- SEITENAUSZUG
Am Anfang war das Manhattan-Projekt

Im Folgenden dokumentieren wir zwei Beiträge, die anlässlich des 60. Jahrestages des ersten Atomtests in der Wüste New Mexicos erschienen sind. Es handelt sich um einen Artikel von Till Bastian, der im "Neuen Deutschland", und um einen Artikel von Karl Grobe, der in der "Frankfurter Rundschau" erschien.



Countdown zum Massenmord

Vor- und Nachgeschichte der Explosion am 16. Juli 1945

Von Till Bastian*


Der 16. Juli 1945 war ein Montag - ein Montag, der die Welt verändert hat, und zwar so nachhaltig wie wenige andere Tage.

Am Donnerstag, den 13. Juli 1945, hatte ein Kleintransporter die erste Atombombe der Welt von der "Geheimstadt" Los Alamos auf das Testgelände von Alamogordo in der Wüste New Mexicos gebracht. Und am frühen Morgen jenes Schicksalsmontags hatte der "Countdown" für den ersten Atomtest der Weltgeschichte begonnen. Um 5 Uhr 29 Minuten und 29 Sekunden Ortszeit wurde die neue Superwaffe zur Explosion gebracht.

General Leslie Groves, Leiter des USA-Atomprojektes, an dem Wissenschaftler aus aller Welt arbeiteten, schrieb später: "Das starke, andauernde Grollen war eine Warnung vor dem Jüngsten Gericht und ließ uns spüren, dass wir winzige Wesen gotteslästerlich handeln, weil wir es wagten, mit Kräften zu spielen, die bisher dem Allmächtigen vorbehalten waren."

Der Zeitpunkt für diesen "gotteslästerlichen" Test war mit Bedacht gewählt worden. Einen Tag später, am 17. Juli, sollte in Potsdam eine Konferenz beginnen, in der die Zukunft jenes Landes auf der Tagesordnung stand, dessen nationalsozialistische Führung am 8. Mai die Kapitulation unterzeichnet hatte. Die Konferenz tagte bereits eine Woche, als sich USA-Präsident Henry Truman am 24. Juli an seinen einstigen Verbündeten und künftigen Gegner Josef Stalin wandte. Wie Truman später notierte, teilte er Stalin "beiläufig" mit, dass sein Land über "eine neue Waffe von ungewöhnlicher Zerstörungskraft" verfüge. Stalin erwiderte, so Truman später, er sei froh, das zu hören, und hoffe, die USA machten guten Gebrauch davon - gegen Japan. Einen Überraschungscoup hatte Truman nicht gelandet: Stalin war bereits seit 1942 durch Klaus Fuchs über das "Manhattan-Projekt" unterrichtet.

- AUFGABEN
a) Entnehmen Sie bitte dem Auszug über den ersten Atomtest wortgetreu die Passage, die mit "Von Till Bastian*" beginnt und sich bis "zur Explosion gebracht." erstreckt.
b) Beantworten Sie anhand des Auszugs über den ersten Atomtest folgende Fragen:
(i) An welchem Tag brachte ein Kleintransporter die erste Atombombe nach Alamogordo?
(ii) Um welche Ortszeit wurde die Bombe zur Explosion gebracht?
(iii) Seit wann war Stalin durch Klaus Fuchs über das "Manhattan-Projekt" unterrichtet?
c) Schreiben Sie den Auszug über den ersten Atomtest im Anschluss an seinen letzten Satz weiter.

- DATEN ZUR AUSWERTUNG
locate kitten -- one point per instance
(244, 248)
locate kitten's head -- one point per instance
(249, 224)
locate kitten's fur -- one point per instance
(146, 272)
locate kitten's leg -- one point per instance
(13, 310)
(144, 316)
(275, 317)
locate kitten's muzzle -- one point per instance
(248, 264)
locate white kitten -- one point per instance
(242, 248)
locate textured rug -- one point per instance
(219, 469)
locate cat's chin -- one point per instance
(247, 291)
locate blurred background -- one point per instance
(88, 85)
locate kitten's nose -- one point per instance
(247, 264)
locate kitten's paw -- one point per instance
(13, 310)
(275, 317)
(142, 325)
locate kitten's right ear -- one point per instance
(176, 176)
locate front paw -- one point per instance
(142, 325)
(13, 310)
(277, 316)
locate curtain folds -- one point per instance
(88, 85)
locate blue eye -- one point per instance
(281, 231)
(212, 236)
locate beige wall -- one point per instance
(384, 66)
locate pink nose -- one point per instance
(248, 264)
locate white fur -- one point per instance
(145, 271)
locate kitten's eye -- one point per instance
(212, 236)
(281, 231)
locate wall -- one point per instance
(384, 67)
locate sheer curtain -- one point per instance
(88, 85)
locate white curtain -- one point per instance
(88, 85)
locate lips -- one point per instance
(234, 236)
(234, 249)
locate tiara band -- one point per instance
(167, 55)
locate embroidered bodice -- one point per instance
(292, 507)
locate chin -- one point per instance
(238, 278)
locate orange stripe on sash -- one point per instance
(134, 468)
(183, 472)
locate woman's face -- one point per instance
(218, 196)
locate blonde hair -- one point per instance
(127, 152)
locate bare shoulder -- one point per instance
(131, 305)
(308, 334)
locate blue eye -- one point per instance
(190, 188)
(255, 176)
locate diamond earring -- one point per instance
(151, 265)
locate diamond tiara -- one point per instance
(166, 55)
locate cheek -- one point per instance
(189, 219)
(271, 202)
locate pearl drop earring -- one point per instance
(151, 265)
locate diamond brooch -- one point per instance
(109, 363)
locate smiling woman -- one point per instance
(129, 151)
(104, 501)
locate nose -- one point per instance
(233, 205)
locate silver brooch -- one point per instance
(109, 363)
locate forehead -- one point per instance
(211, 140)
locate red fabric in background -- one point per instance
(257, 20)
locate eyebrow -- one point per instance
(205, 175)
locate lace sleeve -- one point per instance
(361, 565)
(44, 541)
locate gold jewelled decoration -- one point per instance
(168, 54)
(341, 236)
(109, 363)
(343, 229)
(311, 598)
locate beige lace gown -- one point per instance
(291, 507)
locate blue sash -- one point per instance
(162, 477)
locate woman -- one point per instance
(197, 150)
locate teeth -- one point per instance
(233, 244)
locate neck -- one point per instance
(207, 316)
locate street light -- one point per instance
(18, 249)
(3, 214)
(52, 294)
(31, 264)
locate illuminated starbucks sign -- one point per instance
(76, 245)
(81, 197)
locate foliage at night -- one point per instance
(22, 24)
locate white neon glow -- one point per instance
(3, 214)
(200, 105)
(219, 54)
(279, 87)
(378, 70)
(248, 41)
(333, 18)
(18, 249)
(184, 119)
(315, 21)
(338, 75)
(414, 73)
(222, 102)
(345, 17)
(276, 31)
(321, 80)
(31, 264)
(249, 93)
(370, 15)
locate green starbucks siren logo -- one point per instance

- LÖSUNGEN
a)
Von Till Bastian*


Der 16. Juli 1945 war ein Montag - ein Montag, der die Welt verändert hat, und zwar so nachhaltig wie wenige andere Tage.

Am Donnerstag, den 13. Juli 1945, hatte ein Kleintransporter die erste Atombombe der Welt von der "Geheimstadt" Los Alamos auf das Testgelände von Alamogordo in der Wüste New Mexicos gebracht. Und am frühen Morgen jenes Schicksalsmontags hatte der "Countdown" für den ersten Atomtest der Weltgeschichte begonnen. Um 5 Uhr 29 Minuten und 29 Sekunden Ortszeit wurde die neue Superwaffe zur Explosion gebracht.

b)
(i) Am Donnerstag, den 13. Juli 1945
(ii) Um 5 Uhr 29 Minuten und 29 Sekunden
(iii) Seit 1942

c)
Und es hätte auch Stalins Empfehlung zum "guten Gebrauch" der neuen Waffe nicht bedurft. Schon am 16. Juli, dem Tag des Atomtests von New Mexico, hatte der Kreuzer U.S.S. Indianapolis die Bucht von San Francisco verlassen. Seine Ladung: ein zylindrischer Bleibehälter, 45 mal 60 Zentimeter groß. Er enthielt das radioaktive Inventar für jene zweite Atombombe, die am 6. August 1945, um 8 Uhr 15 Minuten und 17 Sekunden Ortszeit über Hiroshima abgeworfen wurde. Ein Besatzungsmitglied des Flugzeugs "Enola Gay", aus dessen Schacht die Bombe fiel, blickte auf die brennende Stadt hinunter und notierte: "Ein Topf von kochendem schwarzen Öl." Freilich lebten - und starben - Menschen in diesem "Topf". 256.000 Einwohner zählte die Stadt im August 1945; 70.000 tötete "Little boy" auf der Stelle, etliche Tausende starben seither (und sterben bis heute. Nach dem Abwurf einer zweiten Atombombe auf Nagasaki am 9. August kapitulierte Japan. Der Weltkrieg war zu Ende.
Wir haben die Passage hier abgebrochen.